Given entries -
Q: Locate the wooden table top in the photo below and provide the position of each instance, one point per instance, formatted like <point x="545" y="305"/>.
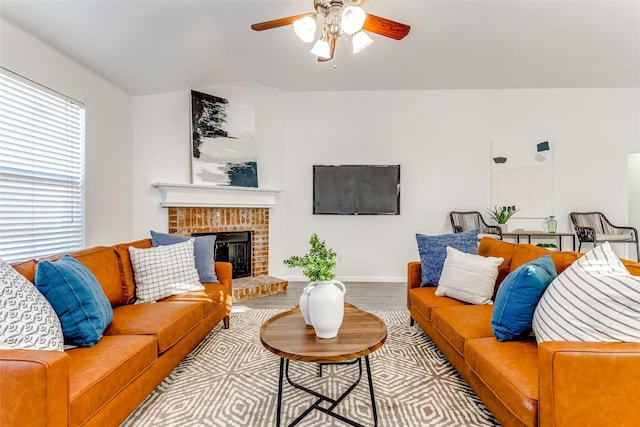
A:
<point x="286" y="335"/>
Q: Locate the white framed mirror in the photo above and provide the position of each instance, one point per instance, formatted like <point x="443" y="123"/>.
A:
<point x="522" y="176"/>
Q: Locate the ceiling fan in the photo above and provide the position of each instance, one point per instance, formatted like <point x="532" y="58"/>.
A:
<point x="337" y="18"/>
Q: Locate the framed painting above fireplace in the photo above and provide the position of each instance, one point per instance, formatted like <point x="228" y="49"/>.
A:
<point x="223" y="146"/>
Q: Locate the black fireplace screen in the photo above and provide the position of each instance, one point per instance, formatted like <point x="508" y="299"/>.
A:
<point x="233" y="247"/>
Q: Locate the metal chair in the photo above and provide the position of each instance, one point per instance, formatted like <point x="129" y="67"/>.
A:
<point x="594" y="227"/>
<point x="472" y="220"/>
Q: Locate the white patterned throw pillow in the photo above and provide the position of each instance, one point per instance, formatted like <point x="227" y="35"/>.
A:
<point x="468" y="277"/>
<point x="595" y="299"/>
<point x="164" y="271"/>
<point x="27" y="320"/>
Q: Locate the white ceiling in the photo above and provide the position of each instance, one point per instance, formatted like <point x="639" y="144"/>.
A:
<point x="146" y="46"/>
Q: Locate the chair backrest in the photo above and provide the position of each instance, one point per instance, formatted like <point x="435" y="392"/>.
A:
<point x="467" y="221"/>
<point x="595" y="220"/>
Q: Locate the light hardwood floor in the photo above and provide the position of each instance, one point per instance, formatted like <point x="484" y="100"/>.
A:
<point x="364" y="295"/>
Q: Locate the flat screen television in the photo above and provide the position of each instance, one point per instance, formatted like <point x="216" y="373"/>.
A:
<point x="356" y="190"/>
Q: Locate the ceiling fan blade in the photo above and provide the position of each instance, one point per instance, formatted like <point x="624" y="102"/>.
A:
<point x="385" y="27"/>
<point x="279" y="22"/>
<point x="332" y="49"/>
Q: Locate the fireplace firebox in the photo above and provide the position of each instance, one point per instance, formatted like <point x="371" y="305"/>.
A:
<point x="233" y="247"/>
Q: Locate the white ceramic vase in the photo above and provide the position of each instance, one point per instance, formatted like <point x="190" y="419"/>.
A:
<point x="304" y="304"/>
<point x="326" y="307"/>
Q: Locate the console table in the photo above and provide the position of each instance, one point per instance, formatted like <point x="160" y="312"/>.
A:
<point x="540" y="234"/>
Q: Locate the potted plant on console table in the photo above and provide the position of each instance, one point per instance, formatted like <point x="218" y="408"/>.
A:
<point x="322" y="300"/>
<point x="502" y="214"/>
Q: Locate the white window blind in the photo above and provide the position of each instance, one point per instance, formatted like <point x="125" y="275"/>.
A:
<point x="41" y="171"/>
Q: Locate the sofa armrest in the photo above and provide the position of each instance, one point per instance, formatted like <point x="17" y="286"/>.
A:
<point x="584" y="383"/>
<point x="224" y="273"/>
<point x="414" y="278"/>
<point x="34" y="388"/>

...

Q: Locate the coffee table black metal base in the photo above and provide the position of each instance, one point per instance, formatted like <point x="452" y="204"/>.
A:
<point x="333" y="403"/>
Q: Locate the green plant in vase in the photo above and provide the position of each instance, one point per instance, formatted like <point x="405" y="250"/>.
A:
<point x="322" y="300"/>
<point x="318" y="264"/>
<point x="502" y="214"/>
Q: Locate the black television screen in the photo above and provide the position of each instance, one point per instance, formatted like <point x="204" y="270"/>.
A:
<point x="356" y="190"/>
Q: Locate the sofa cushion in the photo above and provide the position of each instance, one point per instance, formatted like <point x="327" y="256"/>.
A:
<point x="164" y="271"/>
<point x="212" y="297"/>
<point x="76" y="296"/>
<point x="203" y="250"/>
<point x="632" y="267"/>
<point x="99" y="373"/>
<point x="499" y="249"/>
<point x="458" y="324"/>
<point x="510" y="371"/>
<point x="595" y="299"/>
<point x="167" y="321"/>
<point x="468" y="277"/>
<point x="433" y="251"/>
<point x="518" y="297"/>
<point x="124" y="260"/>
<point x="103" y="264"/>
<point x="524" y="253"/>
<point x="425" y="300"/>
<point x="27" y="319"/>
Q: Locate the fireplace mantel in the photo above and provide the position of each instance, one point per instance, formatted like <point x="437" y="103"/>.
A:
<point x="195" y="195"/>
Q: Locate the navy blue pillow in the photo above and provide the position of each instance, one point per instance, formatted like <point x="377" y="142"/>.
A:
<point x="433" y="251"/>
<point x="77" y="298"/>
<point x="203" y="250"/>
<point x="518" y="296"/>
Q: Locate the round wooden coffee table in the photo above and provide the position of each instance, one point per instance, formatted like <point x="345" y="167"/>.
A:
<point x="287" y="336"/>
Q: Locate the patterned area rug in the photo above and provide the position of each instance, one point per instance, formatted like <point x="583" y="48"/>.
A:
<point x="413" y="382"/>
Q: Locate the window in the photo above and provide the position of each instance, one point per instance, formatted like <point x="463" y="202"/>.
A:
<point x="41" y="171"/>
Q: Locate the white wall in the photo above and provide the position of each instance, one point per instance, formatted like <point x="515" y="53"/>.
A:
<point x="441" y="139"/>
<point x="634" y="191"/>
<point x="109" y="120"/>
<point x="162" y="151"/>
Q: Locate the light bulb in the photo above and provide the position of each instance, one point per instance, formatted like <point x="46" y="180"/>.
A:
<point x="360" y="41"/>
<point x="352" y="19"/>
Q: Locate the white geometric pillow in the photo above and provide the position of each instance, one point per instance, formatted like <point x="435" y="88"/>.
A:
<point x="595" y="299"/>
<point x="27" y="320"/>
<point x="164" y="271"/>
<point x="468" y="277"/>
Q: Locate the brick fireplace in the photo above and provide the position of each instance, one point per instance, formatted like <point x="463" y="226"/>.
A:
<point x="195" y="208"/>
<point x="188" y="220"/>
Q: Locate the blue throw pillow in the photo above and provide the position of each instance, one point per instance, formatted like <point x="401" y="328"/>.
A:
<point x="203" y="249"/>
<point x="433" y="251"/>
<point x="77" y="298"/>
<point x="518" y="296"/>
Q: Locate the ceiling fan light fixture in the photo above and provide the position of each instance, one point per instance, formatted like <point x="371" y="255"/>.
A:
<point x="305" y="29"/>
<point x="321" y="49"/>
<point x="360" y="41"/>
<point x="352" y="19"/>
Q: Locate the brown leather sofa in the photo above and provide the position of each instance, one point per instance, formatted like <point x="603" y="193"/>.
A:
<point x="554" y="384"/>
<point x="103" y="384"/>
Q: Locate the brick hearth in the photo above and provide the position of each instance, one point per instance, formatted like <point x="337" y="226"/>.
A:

Your goal - Find each line in the records above that contains the word "geometric", and copy every such line in full.

Reply to the task -
Q: Locate the white geometric pillow in the photo above and provide the position of each instance, one point per instance, formatted like <point x="435" y="88"/>.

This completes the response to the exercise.